• **STATED GOAL**:
Nothing but the lines from the one containing "Target: gold column capital" through the last line should be written out, please, exactly as they stand.

******

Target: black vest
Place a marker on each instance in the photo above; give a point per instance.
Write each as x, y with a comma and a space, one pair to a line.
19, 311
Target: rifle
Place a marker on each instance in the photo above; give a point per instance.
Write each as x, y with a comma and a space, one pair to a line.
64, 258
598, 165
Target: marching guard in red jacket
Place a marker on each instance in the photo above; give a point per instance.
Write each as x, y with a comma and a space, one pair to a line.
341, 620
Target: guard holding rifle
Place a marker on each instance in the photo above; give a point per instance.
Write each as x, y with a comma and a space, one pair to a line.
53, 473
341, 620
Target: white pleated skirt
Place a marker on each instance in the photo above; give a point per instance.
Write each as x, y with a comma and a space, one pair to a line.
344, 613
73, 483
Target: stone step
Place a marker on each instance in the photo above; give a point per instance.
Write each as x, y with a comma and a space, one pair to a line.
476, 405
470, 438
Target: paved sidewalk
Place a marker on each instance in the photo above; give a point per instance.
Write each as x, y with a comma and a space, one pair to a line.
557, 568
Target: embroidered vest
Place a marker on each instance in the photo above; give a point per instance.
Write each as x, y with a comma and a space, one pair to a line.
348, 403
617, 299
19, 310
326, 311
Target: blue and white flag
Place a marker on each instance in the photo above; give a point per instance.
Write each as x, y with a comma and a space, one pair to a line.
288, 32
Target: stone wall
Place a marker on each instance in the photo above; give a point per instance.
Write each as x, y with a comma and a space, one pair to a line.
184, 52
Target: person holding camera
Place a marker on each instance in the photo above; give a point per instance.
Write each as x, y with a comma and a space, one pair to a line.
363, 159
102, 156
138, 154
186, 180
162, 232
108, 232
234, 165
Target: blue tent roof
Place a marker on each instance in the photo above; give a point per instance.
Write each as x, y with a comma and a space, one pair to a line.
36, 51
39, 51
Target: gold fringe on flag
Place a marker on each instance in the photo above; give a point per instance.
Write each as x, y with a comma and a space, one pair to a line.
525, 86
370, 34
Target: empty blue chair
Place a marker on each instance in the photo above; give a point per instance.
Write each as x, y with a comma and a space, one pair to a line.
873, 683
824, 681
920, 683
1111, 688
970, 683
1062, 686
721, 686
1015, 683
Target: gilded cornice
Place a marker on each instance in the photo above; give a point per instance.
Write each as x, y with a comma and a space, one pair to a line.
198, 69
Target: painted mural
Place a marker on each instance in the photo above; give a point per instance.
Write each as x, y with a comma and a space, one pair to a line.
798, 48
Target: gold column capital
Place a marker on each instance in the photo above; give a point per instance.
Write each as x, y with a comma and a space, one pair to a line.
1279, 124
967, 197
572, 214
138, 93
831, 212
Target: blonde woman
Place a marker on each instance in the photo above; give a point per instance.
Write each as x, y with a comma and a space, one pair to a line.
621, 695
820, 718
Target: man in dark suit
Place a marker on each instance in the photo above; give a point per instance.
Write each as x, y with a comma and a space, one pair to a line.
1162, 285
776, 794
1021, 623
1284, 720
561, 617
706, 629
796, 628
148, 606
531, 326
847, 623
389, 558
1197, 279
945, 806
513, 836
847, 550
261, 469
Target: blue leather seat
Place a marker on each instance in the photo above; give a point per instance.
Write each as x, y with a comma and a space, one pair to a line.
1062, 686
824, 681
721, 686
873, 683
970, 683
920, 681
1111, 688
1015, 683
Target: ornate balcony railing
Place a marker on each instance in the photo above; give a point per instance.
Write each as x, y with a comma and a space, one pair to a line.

******

• **REPLY TO THE TASK**:
Target: gold column capital
Place a marker on each instance in the photo above; give a point per instance.
Write each as x, y with a comma and a space, one pair to a line.
1279, 124
967, 197
572, 214
138, 93
831, 212
Target: blonde woman
Place a marker on each instance in the photo above; give a point per instance.
Write each as x, y with a comma and a space, one pair to a line.
621, 695
820, 718
Target: man in dark suit
Place a marker on each instance in the photo above; give a point per instance.
Write each as x, y with a comma and a space, one pair to a line.
1162, 285
776, 794
1021, 623
1284, 720
561, 617
706, 629
796, 628
148, 606
531, 326
847, 623
389, 558
1197, 279
945, 806
513, 836
847, 550
261, 469
Target: blue leather seat
Place a marker on each instance in the photo above; give a point per instance.
Write each as x, y with a comma and a space, one pair to a line.
1062, 686
824, 681
721, 686
873, 683
970, 683
920, 681
1111, 688
1015, 683
Target: ornate balcony railing
Place a marker on each instance in the photo above; give a point per instance.
Write each as x, y with a comma and a space, one pair to a line.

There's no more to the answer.